Supplied text:
- - -

I've discovered some esoteric functionality with regards to how paste
serve drops privileges and I'd like to provide some information and
solicit feedback for a path forward.
When starting an application with paster serve as root (e.g. in order
to bind to a privileged port), the effective groups membership of the
processes as returned by 'os.getgroups()' is left as '' (i.e. root)
I don't really consider this a security issue myself, but others may
disagree, as a file that is readable/writable by the root GROUP will
still be accessible by the application started by paster serve as root
even after it "drops privileges" to another user as specified in the
Some folks will suggest that you simply call os.setgroups() to
remove all group membership permissions except that explicitly set
This is necessary and [probably] sufficient.
However, IMO, the better option is take advantage of
os.initgroups(user, gid), which will set the effective group
permissions for all groups of which the specified user is a member and
also the supplemental group id as provided (in this case from the
Unfortunately this system function only became directly available in >
2.7 (http://bugs.python.org/issue7333), but you can emulate the spirit
of the functionality with the grp module:
os.setgroups([e.gr_gid for e in grp.getgrall() if user in e.gr_mem] +
In paste.script.serve.change_user_group, you would perform the above
just before the call to os.setgid(gid).

- - -

Entries from a dataset

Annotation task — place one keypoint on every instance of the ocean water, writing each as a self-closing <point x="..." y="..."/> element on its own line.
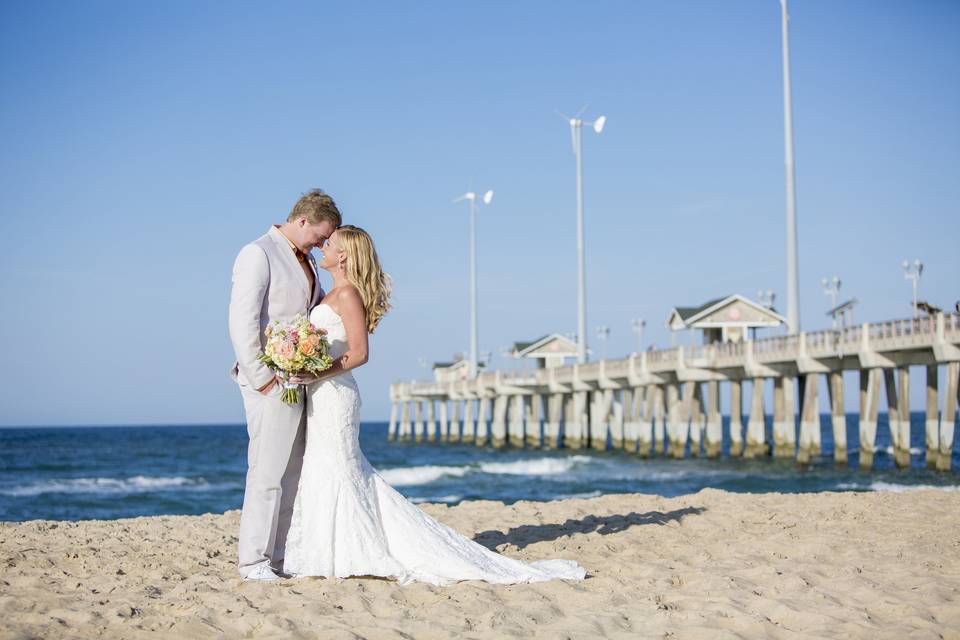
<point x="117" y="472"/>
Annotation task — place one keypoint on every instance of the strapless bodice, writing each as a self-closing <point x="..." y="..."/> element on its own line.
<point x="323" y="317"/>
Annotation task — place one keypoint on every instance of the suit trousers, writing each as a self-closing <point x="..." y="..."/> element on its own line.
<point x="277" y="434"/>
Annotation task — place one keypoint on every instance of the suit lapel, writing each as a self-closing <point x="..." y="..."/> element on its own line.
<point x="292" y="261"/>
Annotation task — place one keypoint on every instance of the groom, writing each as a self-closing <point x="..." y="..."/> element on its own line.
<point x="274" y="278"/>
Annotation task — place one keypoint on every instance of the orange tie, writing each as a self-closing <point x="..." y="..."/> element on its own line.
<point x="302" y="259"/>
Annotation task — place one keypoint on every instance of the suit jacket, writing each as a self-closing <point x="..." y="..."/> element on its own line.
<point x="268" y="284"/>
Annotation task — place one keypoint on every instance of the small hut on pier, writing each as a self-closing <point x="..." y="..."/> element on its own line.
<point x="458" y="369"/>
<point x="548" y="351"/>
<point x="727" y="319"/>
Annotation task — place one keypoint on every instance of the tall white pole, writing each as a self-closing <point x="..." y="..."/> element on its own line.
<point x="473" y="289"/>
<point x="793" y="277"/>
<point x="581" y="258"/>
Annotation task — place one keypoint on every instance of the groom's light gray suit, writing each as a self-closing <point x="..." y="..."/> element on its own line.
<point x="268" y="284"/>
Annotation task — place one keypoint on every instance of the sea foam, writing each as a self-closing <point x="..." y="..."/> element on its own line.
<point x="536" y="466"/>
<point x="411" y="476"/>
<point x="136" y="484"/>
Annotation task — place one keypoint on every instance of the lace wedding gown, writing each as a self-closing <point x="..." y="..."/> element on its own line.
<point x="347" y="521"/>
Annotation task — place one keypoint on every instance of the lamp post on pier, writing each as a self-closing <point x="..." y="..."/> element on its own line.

- - -

Task A: Duplicate the records from the line containing "of the tall" down through the last line of the records, reproducing both ends and everything between them.
Task B: Pick up the supplied text on how paster serve drops privileges and continue it from its final sentence.

Task answer A:
Annotation task — place one keypoint on every instance of the tall white pole, writing each as a self-closing <point x="..." y="..."/> element on its own line.
<point x="473" y="289"/>
<point x="793" y="277"/>
<point x="581" y="258"/>
Annotation task — place one keypoint on every instance of the groom's light gray suit, writing each as a self-closing <point x="..." y="..."/> element on its own line.
<point x="268" y="284"/>
Annotation task — place one keypoint on every instance of the sea foam, writing each as a self-closing <point x="..." y="..."/> element on its own line.
<point x="536" y="466"/>
<point x="411" y="476"/>
<point x="136" y="484"/>
Annotation task — place one keypoint on every instance of the lace wedding gown, writing each as a self-closing <point x="..." y="..."/> element on its own line.
<point x="347" y="521"/>
Annotation task — place one keypoint on every instance of the lamp post on pier, writing each as a self-closing <point x="..." y="..."/> element on its own line.

Task answer B:
I'd like to see the functionality of paster serve improved in this
regard. Would anyone else be interesting in patching this?
Alternatively suggest which patch would most likely to be accepted?
1) os.setgroups() is probably the quickest, but not as useful if you
need the extra permissions of all the user's groups.
2) check hasattr(os, 'initgroups') and call it when available,
otherwise call setgroups().
3) check hasattr(os, 'initgroups') and call it when available,
otherwise emulate initgroups using grp.getgrall().
4) always use setgroups and grp to find and set the groups of which
the specified user is a member.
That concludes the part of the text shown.